- **Problem statement**:
Return each entry unchanged.

Stored dataset items:

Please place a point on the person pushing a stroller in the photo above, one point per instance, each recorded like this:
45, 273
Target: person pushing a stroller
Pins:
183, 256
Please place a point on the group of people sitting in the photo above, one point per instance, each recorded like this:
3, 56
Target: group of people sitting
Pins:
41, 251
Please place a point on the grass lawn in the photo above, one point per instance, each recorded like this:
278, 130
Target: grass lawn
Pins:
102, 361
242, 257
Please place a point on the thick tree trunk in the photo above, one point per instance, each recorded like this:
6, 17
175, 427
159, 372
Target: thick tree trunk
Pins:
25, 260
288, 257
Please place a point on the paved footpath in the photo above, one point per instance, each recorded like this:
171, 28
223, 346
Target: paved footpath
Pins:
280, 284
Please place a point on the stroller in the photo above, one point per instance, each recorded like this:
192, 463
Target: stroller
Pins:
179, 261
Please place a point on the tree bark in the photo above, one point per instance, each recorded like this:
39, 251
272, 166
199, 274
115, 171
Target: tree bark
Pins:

- **Task answer**:
Please place a point on the person pushing a stroller in the photo above, one point per instance, each recorded like this:
45, 273
Target: person pushing a stroller
Pins:
183, 256
Please place a point on the group of people sitting in the photo above, one point per instance, each recorded like this:
3, 56
Target: group of people sitting
Pins:
41, 251
Please place a point on the grass lawn in the photo above, one point per instance, each recorded like this:
278, 130
Target: grass lawn
Pins:
102, 361
242, 257
Please place a point on the thick tree trunk in the photo above, one point per instance, each recorded like this:
6, 17
175, 427
159, 372
Target: thick tree trunk
Pins:
25, 260
288, 257
Please place a point on the paved footpath in the photo above, one point per instance, each recorded like this:
171, 28
223, 346
Target: paved footpath
Pins:
280, 284
Please place a point on the stroller in the photo above, one point per instance, each recorded like this:
192, 463
Target: stroller
Pins:
179, 261
Please place a point on the tree bark in the photo above, one point per instance, each recorded like this:
39, 251
272, 166
199, 274
115, 171
Target: tree bark
Pins:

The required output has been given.